_WORK REQUIRED_
Continue the piece about a parent and a sixteen-year-old daughter, picking up after its last sentence.

Together, we are walking through a thunderstorm looking for a rainbow.   

Mother-daughter relationships are complicated.  At sixteen, she is still a child who needs guidance, boundaries, encouragement, correction, and she still needs parenting…but not as much and not in the same ways as she did when she was little.   

She doesn’t need me to do her laundry since she turned ten.  That was our household rule: When you turn ten, you are responsible for your own laundry and it worked for all the kids.  Everyone learned how to use the washer and dryer, a useful life skill, win-win for all.  

She doesn’t need me to cook for her although she loves it when her brother comes home and I do cook.  She can cook as well as anyone and even better than many!  When she was about eight she made up her own recipe for cookies.  

She certainly doesn’t need me to do her homework though during my college math classes I needed her to do mine!  To me, math is a four letter word.  To her, it’s logical and, therefore, simple.  She’s in honors pre-calculus earning college credits now.

She’s doesn’t need me to show her how to use a computer.  Her skills surpass mine several times.

She doesn’t need me to help her prepare her lessons for the Sunday School class she teaches.  Her creativity and consideration for the children in her class warms my heart.  She recognizes the great responsibility of ministering to these children and puts much thought  into her lessons and activities for them.   

She doesn’t need me to choose her clothes, make up or hairstyle.  I’m proud of her own choices because the choices she makes in these areas are appropriate for her age, modest to reflect our values and beliefs, and she isn’t distracted by trends or the opinion of others.  A huge compliment is that others wonder if she is even wearing make up; another is that she is incredible with theatre make up.

_EXTRACTED ENTRIES_
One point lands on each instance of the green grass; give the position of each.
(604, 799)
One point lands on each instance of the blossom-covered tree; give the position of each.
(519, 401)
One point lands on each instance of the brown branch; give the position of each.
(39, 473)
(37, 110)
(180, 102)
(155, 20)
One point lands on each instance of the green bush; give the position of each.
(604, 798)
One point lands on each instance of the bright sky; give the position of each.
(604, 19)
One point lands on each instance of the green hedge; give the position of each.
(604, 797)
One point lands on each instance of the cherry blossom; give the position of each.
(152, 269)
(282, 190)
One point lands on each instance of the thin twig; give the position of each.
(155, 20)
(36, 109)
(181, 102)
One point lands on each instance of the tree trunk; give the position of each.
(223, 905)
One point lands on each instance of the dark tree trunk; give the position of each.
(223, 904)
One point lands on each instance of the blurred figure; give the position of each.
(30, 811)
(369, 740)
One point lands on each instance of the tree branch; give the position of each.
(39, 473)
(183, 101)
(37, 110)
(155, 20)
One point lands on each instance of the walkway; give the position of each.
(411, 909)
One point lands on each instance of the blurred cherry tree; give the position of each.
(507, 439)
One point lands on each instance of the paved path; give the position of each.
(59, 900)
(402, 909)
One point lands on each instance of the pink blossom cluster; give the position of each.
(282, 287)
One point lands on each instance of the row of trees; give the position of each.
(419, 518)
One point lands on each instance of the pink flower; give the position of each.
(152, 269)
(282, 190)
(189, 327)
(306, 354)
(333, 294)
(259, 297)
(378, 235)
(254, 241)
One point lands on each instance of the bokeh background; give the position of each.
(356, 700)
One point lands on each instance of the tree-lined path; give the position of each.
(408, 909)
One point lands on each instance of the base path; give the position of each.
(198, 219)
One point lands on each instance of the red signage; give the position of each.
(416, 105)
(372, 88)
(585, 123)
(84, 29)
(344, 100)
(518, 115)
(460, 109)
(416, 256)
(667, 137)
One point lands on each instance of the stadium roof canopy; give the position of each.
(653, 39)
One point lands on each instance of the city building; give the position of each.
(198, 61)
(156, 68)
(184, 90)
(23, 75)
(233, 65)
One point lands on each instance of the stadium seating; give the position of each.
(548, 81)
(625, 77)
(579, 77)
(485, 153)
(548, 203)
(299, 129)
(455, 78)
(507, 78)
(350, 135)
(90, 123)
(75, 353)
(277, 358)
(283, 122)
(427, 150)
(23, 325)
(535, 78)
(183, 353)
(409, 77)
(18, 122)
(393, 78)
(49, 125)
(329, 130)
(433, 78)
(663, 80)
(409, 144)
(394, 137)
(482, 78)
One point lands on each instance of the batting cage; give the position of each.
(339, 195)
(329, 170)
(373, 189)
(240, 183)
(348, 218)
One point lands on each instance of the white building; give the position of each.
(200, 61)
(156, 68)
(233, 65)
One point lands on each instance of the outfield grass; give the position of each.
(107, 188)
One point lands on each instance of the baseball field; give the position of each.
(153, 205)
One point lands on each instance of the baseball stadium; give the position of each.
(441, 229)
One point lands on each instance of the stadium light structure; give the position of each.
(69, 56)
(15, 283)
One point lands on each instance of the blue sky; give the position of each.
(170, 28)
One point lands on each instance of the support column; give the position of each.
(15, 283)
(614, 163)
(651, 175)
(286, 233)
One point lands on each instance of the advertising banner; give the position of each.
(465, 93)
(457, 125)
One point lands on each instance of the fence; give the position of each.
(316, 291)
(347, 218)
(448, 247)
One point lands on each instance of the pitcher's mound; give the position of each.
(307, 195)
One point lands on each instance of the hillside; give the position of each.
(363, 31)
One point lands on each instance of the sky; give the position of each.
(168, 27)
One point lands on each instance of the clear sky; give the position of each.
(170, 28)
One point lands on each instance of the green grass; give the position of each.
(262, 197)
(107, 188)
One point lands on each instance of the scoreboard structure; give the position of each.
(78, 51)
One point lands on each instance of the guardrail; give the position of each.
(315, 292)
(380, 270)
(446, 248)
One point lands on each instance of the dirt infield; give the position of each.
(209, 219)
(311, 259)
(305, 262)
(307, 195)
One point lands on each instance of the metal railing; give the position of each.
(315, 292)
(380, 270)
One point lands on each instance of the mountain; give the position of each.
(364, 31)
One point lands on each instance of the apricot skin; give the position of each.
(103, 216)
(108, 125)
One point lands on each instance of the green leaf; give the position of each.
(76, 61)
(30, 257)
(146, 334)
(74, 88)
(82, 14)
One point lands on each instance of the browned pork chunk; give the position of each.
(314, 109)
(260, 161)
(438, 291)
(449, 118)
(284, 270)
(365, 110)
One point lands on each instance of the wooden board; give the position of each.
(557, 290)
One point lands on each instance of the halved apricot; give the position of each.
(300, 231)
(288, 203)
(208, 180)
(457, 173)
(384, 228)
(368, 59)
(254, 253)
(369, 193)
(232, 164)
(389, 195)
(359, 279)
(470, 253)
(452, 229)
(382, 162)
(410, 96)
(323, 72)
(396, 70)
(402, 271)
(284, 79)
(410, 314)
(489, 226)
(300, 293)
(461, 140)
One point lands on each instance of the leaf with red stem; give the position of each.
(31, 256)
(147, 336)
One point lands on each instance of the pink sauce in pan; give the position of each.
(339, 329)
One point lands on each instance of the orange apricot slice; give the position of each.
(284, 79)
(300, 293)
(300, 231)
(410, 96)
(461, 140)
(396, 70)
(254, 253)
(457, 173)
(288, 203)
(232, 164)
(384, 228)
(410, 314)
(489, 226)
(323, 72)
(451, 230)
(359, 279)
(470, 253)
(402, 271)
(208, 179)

_EXERCISE ANSWER_
She doesn’t need me to make decisions for her but she does talk through her thoughts, asks and listens to mine, and then comes to a decision of her own that reflects her maturity and forethought.  If we disagree, we continue talking until a compromise is reached.  If its something I am adamantly opposed to, she listens to the reason and respects the decision I’ve made, even if it’s not something she agrees with.  To me, that’s a sign of her emotional intelligence; the ability to both compromise and accept authority. 

No, she’s not perfect.  Her room is messy, her bathroom is somewhat messy, she doesn’t always do the dishes before going to bed, I have caught her drinking out of the milk jug, she sometimes stays up too late, she ate the last peanut butter cookie without telling me, and I have to nag her to get her homework done…but her heart is good, her head is good, and she is well on her way to being one amazing young woman.  How could I not be proud of that?

And I pray for God to prepare an equally wonderful young man who will someday have the privilege of capturing her heart.  But not yet and no time soon. I still need her.    

As I was wondering just what she needs from me besides the physical things like food, shelter, clothing, and drives to Circle K to get Dr. Pepper at all hours of the night,  I remembered the poem she presented to me when she was in grade school.  It hangs on my bedroom wall, a reminder of how she did, does, and always will need me.  I am her mother and she is my daughter.  That is for life.

My Mother

My mother is a storm: strong and brave,

Facing hardships and taking risks for what she believes.

My mother is a breeze: calming and gentle,

Taking away worries and soothing my soul.

My mother is a pool: refreshing and energetic,

She relaxes me with a sudden burst of energy.

My mother is a rose: beautiful and graceful,

She rises above the bad and changes with grace.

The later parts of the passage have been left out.